> [What you need to do]: Using the word "locate" as the filter, copy each matching line from the records.

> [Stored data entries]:
::::
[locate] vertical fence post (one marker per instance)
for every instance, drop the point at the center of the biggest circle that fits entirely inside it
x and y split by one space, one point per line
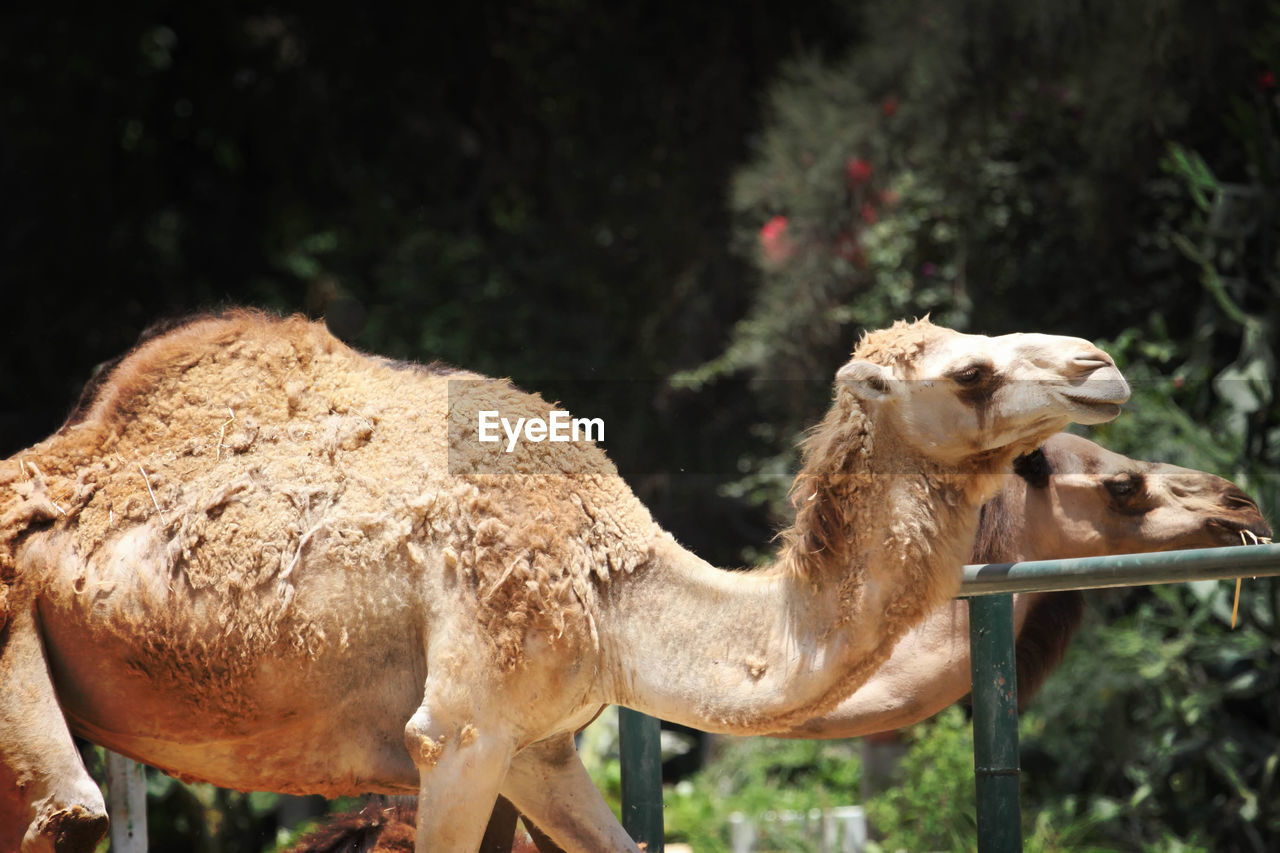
641 778
995 723
127 803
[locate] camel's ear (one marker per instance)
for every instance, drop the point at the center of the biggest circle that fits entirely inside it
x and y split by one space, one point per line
865 379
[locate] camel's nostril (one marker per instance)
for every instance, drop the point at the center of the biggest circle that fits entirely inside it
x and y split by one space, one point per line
1092 361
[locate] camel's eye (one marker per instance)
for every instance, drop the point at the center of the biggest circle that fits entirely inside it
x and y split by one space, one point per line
1123 488
970 375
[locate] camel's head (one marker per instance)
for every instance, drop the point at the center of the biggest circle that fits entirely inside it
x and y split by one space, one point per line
959 398
1098 502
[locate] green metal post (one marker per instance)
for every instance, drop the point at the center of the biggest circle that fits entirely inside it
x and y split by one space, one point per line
641 778
995 724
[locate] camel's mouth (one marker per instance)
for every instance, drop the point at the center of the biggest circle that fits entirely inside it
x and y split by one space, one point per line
1234 530
1096 410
::::
> [Expected answer]:
[locate] vertical fence post (one marker per instance)
[locate] camel's ear (one marker per instance)
[locate] camel's nostril (one marker per instance)
[locate] camel's eye (one marker per instance)
[locate] camel's head (one marker per instance)
[locate] green metal post (one marker per instance)
[locate] camel's mouth (one marker per instance)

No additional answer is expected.